#### [Aufgabe 1]
In welcher Stadt hatte Meister Thomas laut dem Text über Meister Thomas von Villach seine Werkstatt?

#### [Textauszug]
+ + + + + + +
Meister Thomas von Villach: Fresken in Villach (um 1450) und Thörl (um 1480)
Der „Meister Thomas von Villach“ ist der vielleicht bedeutendste Vertreter der Gotik bei Wandmalereien in der Alpenregion. Italienische Einflüsse auf seinen Wandfresken und Tafelbildern werden immer wieder diskutiert; ob er aber selbst Italien bereiste, ist ungewiss. Gesichert ist, dass er in Villach seine Werkstatt hatte. Neben einer Wandmalerei mit der Thematik des „Lebenden Kreuzes“ hat Meister Thomas von Villach das Himmlische Jerusalem noch zwei Mal thematisiert. In all diesen Fällen hat der Meister keinesfalls die gesamten Fresken ausgemalt, sondern Ideen geliefert, Skizzen eingereicht, Gesamtkonzeptionen erarbeitet und vor allem den Ablauf der Malereien vorbereitet, begleitet und verantwortet. Ausgeführt haben die Malereien Schüler, die oft wechselten. So dürften die Schüler, die um 1250 in Villach für den Meister arbeiteten, kaum mit denen identisch sein, die eine Generation später in Thörl tätig waren.
+ + + + + + +
#### [Bereitgestelltes Listing]
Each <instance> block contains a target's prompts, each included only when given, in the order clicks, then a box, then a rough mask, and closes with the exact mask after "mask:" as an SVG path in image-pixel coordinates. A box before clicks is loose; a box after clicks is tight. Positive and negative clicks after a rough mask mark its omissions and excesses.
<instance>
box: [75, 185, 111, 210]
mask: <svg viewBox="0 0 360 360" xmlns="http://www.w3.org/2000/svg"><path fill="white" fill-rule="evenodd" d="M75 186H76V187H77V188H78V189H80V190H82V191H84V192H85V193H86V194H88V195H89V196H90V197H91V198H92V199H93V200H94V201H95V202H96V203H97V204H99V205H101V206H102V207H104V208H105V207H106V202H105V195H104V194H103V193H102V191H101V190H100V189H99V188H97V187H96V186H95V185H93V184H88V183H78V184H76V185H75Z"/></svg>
+ + + + + + +
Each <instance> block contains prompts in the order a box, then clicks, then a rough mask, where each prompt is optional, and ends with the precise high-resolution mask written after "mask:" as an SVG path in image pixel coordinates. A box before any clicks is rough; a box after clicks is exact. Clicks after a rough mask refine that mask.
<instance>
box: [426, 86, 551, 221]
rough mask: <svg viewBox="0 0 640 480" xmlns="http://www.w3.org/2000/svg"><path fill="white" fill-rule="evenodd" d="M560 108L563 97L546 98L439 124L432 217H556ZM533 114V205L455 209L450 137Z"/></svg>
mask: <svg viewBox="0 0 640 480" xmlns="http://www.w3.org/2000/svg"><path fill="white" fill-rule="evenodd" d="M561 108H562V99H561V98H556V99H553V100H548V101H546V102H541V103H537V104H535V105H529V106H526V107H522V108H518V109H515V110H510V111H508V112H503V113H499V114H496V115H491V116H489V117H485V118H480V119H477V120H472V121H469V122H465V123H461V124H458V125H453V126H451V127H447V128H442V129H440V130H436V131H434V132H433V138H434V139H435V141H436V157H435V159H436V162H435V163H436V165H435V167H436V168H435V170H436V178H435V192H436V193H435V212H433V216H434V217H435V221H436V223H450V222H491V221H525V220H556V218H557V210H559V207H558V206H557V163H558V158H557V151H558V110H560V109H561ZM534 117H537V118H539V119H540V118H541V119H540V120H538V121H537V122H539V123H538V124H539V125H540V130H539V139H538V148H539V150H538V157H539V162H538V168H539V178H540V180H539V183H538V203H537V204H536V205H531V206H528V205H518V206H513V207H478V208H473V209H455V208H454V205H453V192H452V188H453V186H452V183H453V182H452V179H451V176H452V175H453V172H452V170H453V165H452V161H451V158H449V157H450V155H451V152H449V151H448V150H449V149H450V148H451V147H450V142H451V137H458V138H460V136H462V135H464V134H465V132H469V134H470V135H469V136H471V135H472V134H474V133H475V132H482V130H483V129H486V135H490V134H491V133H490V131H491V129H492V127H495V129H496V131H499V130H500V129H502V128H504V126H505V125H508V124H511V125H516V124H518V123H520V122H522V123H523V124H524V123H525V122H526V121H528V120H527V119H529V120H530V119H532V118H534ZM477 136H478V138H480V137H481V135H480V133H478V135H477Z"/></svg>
+ + + + + + +
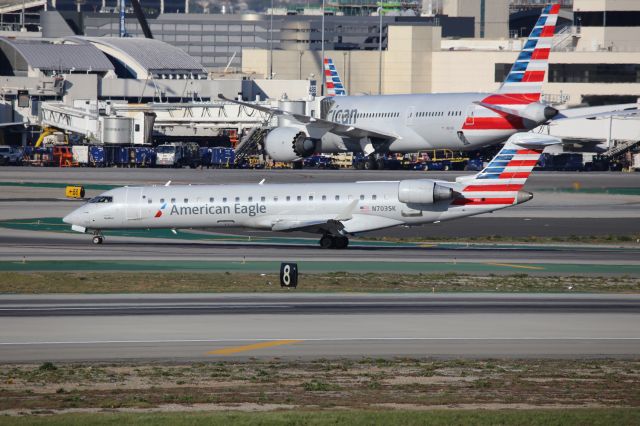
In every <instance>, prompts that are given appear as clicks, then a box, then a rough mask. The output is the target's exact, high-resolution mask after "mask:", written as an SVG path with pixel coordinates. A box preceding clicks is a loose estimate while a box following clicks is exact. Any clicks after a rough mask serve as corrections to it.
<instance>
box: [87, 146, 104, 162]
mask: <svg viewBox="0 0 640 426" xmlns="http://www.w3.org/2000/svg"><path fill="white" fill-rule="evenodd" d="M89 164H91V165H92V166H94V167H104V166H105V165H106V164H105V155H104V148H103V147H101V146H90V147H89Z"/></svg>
+ + + + + + +
#### [Aufgabe 2]
Aktualisiere im Listing die Zeilen ab der Zeile mit „In every <instance>, prompts“ bis einschließlich der Zeile mit „box: [87, 146, 104, 162]“, indem du „corrections“ durch „refinements“ ersetzt und alles Übrige unverändert lässt. Gib nur diese Zeilen aus.

#### [Ergebnis 1]
In Villach.

#### [Ergebnis 2]
In every <instance>, prompts that are given appear as clicks, then a box, then a rough mask. The output is the target's exact, high-resolution mask after "mask:", written as an SVG path with pixel coordinates. A box preceding clicks is a loose estimate while a box following clicks is exact. Any clicks after a rough mask serve as refinements to it.
<instance>
box: [87, 146, 104, 162]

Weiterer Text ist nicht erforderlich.